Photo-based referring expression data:
_ _ _

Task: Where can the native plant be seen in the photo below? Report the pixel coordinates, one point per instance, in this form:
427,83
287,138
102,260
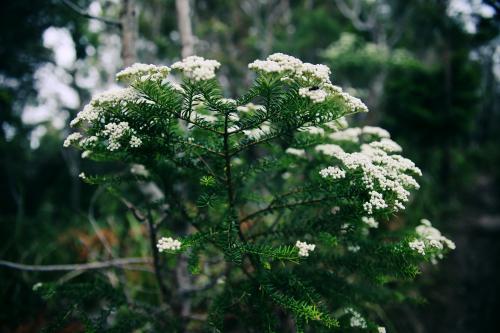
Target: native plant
280,212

_ _ _

**What is being asked**
Return the lines of the data above in full and exactly, with no pictures.

**Problem solution**
Task: Where can the native plant be seen in the photo below? Report the pixel coordinates, one point per instance, in this form:
427,83
287,138
102,260
Target: native plant
280,212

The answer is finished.